イチゴの親株管理について
平素は、茨城生科研に対し多くの皆様方から多大なるご支援とご愛顧を賜りまして、誠に有難く厚く御礼を申し上げます。
三月に入って初めての投稿になります。
昨日は、3月11日でした。
9年前の事は、昨日の事のように鮮明に覚えております。
自然の出来事とは言え、あのようなことは起こってもらいたくないですが・・・
今、世の中は新型肺炎コロナウイルスで世界的に大変な状況になっております。
いろんな所で、いろんな方々が一生懸命、終息に向けて尽力してくれておりますが、
とりあえず、今自分に出来ることをしっかりやることくらいしか、予防策はないと思うので、とりあえず「手洗い」をしっかり行ってウイルスが寄り付かないように対策していきましょう。
さて、今回はイチゴの「親株」の管理についてアップして参ります。
まずは、これからの管理スケジュールとして
3月1~10日→親株の根が動き始まったらタンソ病・イオウ病を中心に7~10日おきに定期的に防除を行ってください。また、この時期以降は肥料を切らさないでください。
3月20日頃→とちおとめの親株は必ず3月中に定植してください。4月に入ってからの定植は、ランナーの発生不良の危険があります。
いばらキッス、やよいひめは、4月中に定植してください。
4月1日→プランター等の施肥開始。プランターや大型ポットに定植の場合、活着後速やかに施肥を始めてください。
施肥は、液肥または追肥用化成肥料の方がロングタイプの肥料に比べてランナーの発生が良いです。
4月20日頃→最初に発生する弱い(赤い)ランナーを整理すると、親株の草勢が強くなり、良いランナーがそろって発生します。
5月上旬→この時期でも、まだ夜温や10℃前後の日は、夜間保温を行ってください。
〇採苗の準備
基本的には、保温の出来るハウス内で採苗を行い、日中20℃、夜間10℃以下の時には保温を行ってください。近年は、夏から秋にかけて天候不良や定植後の降雨による初期生育の停滞や、保温やマルチの作業遅れなどが原因による頂果、腋果の奇形、腋果の花芽分化の遅れ、バラつきが目立つようになってきました。その原因の一つとして、株が強すぎることが挙げられます。株が強くなりすぎることを防ぐために、親株はメリクロン苗から3代以上、フリー苗でも2代目以上の苗を親株として使用してください。

» 課題内容
上のイチゴの親株管理についての文章を、「まずは、これからの管理スケジュールとして」で始まるところから「親株として使用してください。」まで、一字一句違えずに書き写してもらえますか。

» 記録一覧
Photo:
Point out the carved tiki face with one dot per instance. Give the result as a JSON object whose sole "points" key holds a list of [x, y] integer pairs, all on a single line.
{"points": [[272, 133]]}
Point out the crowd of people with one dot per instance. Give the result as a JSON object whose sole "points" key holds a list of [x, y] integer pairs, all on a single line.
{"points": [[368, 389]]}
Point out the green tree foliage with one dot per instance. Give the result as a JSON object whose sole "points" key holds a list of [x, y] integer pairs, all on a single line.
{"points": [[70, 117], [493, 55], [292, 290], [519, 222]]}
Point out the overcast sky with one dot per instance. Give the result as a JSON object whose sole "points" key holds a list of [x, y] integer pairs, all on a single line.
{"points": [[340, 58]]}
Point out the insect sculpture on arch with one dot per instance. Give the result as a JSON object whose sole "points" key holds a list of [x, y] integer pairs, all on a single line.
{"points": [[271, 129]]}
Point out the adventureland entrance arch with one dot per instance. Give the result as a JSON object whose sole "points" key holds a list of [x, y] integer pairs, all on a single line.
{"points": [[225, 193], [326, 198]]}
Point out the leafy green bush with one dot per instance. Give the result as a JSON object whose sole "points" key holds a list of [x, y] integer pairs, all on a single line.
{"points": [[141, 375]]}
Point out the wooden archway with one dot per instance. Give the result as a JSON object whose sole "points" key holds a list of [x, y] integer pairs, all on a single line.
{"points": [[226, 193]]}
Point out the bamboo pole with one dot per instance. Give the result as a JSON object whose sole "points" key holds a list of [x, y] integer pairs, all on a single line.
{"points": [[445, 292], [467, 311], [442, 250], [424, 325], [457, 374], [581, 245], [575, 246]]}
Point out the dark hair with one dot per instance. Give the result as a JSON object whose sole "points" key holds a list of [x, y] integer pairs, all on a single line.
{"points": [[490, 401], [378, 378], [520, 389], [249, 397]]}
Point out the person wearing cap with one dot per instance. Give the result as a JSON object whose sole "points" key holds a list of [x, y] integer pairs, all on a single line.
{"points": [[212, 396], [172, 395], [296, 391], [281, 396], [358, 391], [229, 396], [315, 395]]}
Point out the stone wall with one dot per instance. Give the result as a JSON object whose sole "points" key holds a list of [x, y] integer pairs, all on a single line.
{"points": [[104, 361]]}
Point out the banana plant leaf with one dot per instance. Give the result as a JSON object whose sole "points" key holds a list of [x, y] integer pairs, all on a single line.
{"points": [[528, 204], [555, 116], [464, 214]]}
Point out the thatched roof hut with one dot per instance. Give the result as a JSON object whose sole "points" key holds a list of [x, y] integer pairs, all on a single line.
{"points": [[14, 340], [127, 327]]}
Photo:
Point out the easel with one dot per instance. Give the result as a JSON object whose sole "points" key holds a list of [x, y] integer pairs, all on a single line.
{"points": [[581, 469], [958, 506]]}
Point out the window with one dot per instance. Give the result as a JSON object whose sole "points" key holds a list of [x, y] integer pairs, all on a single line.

» この課題の解答
まずは、これからの管理スケジュールとして
3月1~10日→親株の根が動き始まったらタンソ病・イオウ病を中心に7~10日おきに定期的に防除を行ってください。また、この時期以降は肥料を切らさないでください。
3月20日頃→とちおとめの親株は必ず3月中に定植してください。4月に入ってからの定植は、ランナーの発生不良の危険があります。
いばらキッス、やよいひめは、4月中に定植してください。
4月1日→プランター等の施肥開始。プランターや大型ポットに定植の場合、活着後速やかに施肥を始めてください。
施肥は、液肥または追肥用化成肥料の方がロングタイプの肥料に比べてランナーの発生が良いです。
4月20日頃→最初に発生する弱い(赤い)ランナーを整理すると、親株の草勢が強くなり、良いランナーがそろって発生します。
5月上旬→この時期でも、まだ夜温や10℃前後の日は、夜間保温を行ってください。
〇採苗の準備
基本的には、保温の出来るハウス内で採苗を行い、日中20℃、夜間10℃以下の時には保温を行ってください。近年は、夏から秋にかけて天候不良や定植後の降雨による初期生育の停滞や、保温やマルチの作業遅れなどが原因による頂果、腋果の奇形、腋果の花芽分化の遅れ、バラつきが目立つようになってきました。その原因の一つとして、株が強すぎることが挙げられます。株が強くなりすぎることを防ぐために、親株はメリクロン苗から3代以上、フリー苗でも2代目以上の苗を親株として使用してください。